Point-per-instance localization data
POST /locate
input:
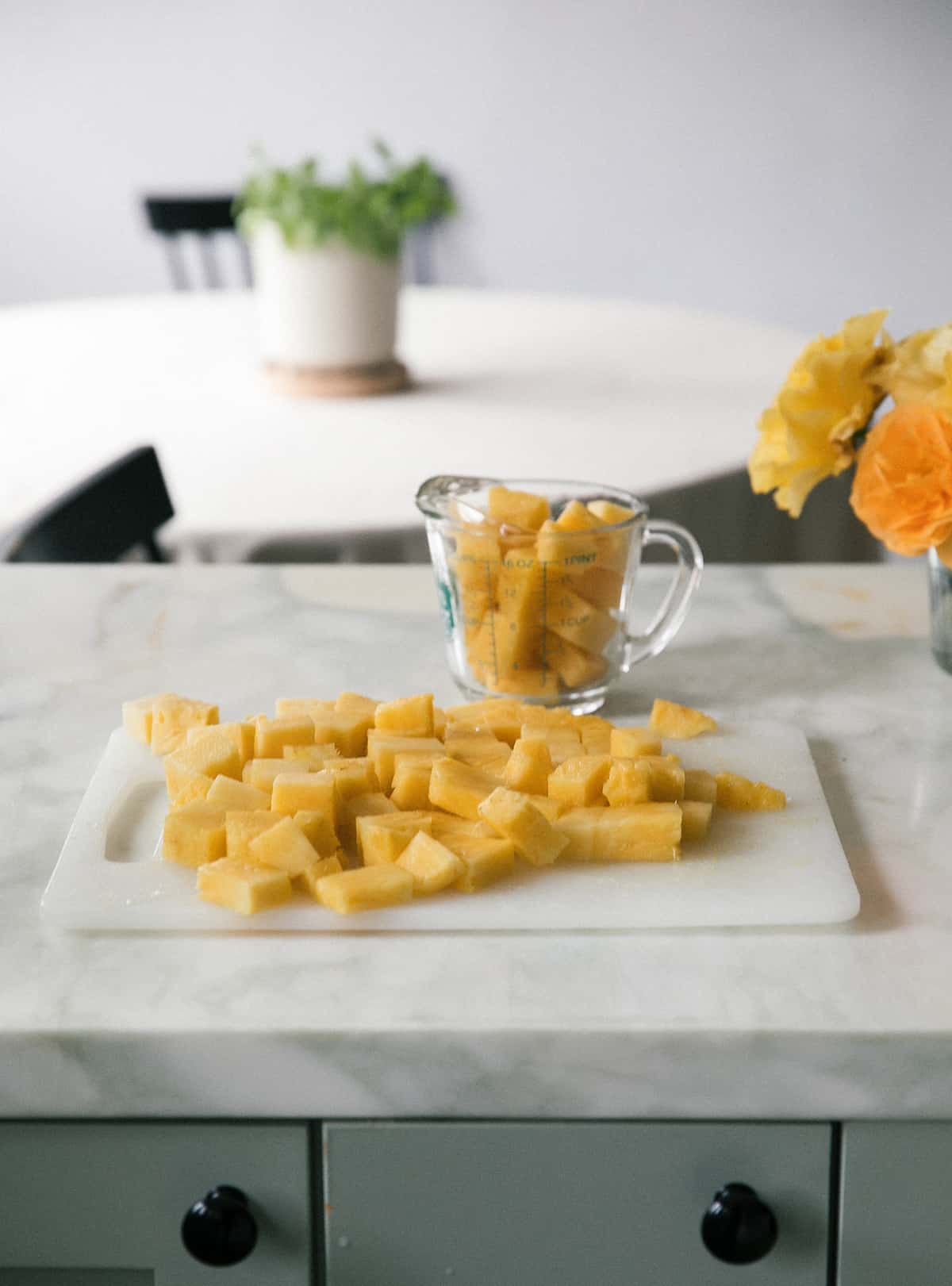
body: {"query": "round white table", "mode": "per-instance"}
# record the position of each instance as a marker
(507, 385)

WHAT TO PRODUCE ▸ Starting with the line that contains "# record the", copy each line through the end of the data exactly, and leave out all earlier lines.

TASK OUTPUT ▸
# record the position of each instance as a marker
(507, 385)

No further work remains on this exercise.